TRECHO APRESENTADO:

- - - -

ConJur — O senhor enxerga isso como uma distorção do sistema?
Kassio Marques —Eu tenho uma influência europeia. Mesmo vindo da advocacia, que me faria um vanguardista, ou ativista, eu tenho mestrado na Europa e a realidade europeia é completamente diferente. Para você ter uma ideia, tivemos um repetitivo que foi julgado de repercussão geral no Supremo sobre o direito à saúde, a centralização deste direito social através do Judiciário. A Espanha não tem uma decisão sobre o tema. Não é porque a Justiça funcione à perfeição lá. De fato o sistema de saúde é muito bom lá, mas é que não entra na cabeça do espanhol que um juiz possa conceder um medicamento numa decisão judicial. Essa mistura, os dois extremos, porque o Brasil é um extremo, isso nos coloca numa posição de um pouco mais alta contendura, de fazer uma reflexão de que esse direito deve ser aplicado sim, mas tem limites. E aí o STF está se debruçando sobre isso.

- - - -

Registros contidos em um conjunto de dados
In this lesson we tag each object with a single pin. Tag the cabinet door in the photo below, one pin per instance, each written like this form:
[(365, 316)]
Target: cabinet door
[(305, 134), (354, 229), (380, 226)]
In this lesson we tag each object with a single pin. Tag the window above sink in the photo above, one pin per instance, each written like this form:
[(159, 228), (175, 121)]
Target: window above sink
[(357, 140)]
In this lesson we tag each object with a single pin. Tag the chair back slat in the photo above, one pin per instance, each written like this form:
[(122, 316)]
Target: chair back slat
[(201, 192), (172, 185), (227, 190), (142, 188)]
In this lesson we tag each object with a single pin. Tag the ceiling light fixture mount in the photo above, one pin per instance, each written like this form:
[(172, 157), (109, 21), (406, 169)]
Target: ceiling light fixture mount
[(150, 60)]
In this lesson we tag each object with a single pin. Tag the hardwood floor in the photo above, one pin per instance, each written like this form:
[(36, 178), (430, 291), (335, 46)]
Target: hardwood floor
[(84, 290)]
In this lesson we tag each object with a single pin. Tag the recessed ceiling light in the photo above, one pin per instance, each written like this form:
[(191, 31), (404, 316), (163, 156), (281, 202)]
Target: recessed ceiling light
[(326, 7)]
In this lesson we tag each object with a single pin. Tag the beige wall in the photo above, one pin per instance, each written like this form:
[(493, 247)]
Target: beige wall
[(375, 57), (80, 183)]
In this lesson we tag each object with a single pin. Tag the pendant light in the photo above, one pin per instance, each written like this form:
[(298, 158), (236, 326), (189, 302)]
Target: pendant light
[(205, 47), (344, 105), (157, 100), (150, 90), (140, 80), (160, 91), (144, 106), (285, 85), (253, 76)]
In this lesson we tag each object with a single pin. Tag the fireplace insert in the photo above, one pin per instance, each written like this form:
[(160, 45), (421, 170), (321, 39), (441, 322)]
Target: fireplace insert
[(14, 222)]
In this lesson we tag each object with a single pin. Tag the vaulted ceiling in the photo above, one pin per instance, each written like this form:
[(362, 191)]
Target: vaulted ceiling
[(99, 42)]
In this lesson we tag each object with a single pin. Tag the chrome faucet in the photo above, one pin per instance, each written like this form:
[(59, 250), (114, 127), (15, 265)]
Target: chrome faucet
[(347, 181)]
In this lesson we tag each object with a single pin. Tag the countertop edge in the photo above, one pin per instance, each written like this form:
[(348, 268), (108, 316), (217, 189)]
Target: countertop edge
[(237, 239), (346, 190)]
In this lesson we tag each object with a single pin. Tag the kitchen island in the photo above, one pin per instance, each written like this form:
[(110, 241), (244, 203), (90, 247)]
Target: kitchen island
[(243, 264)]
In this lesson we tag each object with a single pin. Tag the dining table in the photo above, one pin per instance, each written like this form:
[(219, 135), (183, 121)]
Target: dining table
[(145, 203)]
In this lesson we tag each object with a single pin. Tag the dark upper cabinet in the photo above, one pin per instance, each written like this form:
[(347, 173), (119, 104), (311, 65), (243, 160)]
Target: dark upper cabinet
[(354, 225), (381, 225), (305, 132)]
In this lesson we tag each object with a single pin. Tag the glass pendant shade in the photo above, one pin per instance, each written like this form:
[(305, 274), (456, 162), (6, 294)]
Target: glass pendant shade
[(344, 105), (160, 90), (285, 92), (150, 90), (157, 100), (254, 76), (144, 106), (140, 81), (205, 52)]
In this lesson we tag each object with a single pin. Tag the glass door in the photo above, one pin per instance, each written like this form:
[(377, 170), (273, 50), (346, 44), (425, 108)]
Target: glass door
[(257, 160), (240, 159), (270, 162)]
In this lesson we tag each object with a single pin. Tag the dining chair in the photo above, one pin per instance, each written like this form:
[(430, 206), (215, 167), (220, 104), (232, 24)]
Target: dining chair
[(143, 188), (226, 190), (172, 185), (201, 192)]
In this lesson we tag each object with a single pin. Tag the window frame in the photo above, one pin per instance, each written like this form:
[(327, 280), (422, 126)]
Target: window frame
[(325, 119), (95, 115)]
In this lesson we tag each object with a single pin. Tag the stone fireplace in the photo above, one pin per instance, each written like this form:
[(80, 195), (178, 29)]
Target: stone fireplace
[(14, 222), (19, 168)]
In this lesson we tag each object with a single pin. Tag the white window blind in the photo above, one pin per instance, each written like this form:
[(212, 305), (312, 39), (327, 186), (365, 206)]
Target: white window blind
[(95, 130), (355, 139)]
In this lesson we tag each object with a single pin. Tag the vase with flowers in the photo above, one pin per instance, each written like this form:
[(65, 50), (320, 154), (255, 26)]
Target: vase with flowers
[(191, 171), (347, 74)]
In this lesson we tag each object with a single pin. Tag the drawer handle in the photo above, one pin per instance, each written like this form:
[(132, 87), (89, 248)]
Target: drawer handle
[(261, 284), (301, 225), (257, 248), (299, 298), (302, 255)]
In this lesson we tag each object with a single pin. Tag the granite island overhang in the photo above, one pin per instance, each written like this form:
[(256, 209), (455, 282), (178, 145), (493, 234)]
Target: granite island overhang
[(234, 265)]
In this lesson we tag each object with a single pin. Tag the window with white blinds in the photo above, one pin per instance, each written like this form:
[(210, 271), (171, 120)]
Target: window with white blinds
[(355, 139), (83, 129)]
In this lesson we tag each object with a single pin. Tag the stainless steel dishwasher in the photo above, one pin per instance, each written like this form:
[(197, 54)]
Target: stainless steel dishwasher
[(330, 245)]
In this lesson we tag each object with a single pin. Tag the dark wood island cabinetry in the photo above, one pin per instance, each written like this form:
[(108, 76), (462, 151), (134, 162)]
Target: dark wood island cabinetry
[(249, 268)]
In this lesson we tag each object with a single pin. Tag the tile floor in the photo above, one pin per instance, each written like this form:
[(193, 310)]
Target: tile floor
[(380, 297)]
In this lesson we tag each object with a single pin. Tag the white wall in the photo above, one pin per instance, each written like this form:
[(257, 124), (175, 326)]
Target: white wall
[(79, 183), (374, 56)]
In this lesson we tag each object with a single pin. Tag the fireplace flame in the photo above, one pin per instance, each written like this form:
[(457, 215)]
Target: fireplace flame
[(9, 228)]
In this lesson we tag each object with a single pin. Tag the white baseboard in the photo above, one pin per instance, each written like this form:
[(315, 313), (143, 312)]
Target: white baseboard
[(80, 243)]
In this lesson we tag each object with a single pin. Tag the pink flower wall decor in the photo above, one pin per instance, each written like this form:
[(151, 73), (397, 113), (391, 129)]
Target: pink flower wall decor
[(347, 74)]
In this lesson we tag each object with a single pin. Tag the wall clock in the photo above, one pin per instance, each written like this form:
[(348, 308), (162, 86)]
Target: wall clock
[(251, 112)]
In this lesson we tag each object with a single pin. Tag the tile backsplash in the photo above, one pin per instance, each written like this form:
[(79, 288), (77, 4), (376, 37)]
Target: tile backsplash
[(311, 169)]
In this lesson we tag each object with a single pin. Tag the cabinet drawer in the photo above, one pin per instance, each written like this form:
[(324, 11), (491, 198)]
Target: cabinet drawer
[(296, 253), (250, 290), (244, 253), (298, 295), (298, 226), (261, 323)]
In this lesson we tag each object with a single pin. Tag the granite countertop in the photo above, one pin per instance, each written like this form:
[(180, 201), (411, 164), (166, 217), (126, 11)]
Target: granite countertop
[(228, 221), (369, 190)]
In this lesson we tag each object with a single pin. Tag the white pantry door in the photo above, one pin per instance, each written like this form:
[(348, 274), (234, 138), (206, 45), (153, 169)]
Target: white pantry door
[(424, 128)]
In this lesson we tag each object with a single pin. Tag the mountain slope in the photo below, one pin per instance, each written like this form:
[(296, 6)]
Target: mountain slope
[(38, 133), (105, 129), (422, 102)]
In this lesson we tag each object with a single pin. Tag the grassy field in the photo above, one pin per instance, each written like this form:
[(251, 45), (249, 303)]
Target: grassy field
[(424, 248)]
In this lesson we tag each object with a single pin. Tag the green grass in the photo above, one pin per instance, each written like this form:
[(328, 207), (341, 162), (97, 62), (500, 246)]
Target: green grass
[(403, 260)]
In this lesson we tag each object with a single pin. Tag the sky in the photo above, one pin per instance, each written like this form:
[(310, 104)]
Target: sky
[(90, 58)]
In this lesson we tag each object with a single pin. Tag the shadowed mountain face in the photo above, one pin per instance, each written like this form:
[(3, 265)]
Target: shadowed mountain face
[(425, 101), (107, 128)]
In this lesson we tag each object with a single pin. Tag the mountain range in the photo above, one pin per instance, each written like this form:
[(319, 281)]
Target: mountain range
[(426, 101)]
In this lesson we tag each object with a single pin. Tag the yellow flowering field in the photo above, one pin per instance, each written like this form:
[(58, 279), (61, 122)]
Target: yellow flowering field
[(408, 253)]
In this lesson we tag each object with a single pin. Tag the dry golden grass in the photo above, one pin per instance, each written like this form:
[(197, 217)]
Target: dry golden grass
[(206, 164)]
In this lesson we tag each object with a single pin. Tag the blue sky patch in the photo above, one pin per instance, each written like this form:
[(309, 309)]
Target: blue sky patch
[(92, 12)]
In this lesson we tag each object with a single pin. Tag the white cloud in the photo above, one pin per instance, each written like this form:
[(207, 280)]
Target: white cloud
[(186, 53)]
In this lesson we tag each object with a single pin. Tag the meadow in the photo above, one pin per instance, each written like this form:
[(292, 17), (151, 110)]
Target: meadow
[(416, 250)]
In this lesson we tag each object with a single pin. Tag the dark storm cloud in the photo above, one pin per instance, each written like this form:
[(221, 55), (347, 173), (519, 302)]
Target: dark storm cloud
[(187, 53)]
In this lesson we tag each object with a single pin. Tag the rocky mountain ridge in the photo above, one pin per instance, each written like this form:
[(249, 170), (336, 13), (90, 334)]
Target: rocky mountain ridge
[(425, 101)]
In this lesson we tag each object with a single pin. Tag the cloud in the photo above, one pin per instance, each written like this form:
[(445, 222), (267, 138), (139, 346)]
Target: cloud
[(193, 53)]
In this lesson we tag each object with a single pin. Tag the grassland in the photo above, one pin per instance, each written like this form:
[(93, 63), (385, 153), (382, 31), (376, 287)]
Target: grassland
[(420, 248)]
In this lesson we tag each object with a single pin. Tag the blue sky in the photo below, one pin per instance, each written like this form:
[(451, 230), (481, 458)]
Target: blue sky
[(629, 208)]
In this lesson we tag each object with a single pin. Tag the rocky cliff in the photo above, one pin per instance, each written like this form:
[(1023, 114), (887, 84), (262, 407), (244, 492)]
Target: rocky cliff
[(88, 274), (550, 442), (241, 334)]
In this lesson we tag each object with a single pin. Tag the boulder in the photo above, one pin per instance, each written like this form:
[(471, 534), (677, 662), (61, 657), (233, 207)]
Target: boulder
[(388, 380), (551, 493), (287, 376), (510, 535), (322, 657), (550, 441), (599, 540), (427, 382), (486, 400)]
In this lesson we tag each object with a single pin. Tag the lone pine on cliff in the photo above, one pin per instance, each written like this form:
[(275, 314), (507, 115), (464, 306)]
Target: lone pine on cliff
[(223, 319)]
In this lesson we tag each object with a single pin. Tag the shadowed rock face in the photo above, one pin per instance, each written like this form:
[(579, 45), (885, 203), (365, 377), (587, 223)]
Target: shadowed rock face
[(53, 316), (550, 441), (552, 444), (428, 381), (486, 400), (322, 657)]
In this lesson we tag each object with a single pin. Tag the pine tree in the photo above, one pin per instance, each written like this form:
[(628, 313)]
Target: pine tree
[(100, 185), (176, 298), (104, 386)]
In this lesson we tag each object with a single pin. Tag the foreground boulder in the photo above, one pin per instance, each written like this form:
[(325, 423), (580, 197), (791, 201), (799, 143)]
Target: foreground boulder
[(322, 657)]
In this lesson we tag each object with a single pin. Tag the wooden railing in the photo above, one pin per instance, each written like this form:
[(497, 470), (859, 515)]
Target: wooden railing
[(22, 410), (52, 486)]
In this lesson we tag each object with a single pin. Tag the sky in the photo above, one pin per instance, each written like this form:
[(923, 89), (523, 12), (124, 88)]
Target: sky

- - - -

TAREFAS PROPOSTAS:
[A] Liste todos os lugares geográficos citados no trecho.
[B] Indique se cada afirmação concorda com o trecho: (i) Kassio Marques fez mestrado na Europa; (ii) a Espanha já tem uma decisão sobre o direito à saúde; (iii) segundo o entrevistado, o sistema de saúde espanhol é ruim.
[C] Redigite a parte do trecho que vai de "Kassio Marques —Eu" até "debruçando sobre isso.", sem qualquer alteração.
Use somente o trecho como base para responder.

RESPOSTAS:
[A] Europa, Espanha e Brasil.

[B]
(i) Sim: "eu tenho mestrado na Europa".
(ii) Não: "A Espanha não tem uma decisão sobre o tema."
(iii) Não: "De fato o sistema de saúde é muito bom lá".

[C]
Kassio Marques —Eu tenho uma influência europeia. Mesmo vindo da advocacia, que me faria um vanguardista, ou ativista, eu tenho mestrado na Europa e a realidade europeia é completamente diferente. Para você ter uma ideia, tivemos um repetitivo que foi julgado de repercussão geral no Supremo sobre o direito à saúde, a centralização deste direito social através do Judiciário. A Espanha não tem uma decisão sobre o tema. Não é porque a Justiça funcione à perfeição lá. De fato o sistema de saúde é muito bom lá, mas é que não entra na cabeça do espanhol que um juiz possa conceder um medicamento numa decisão judicial. Essa mistura, os dois extremos, porque o Brasil é um extremo, isso nos coloca numa posição de um pouco mais alta contendura, de fazer uma reflexão de que esse direito deve ser aplicado sim, mas tem limites. E aí o STF está se debruçando sobre isso.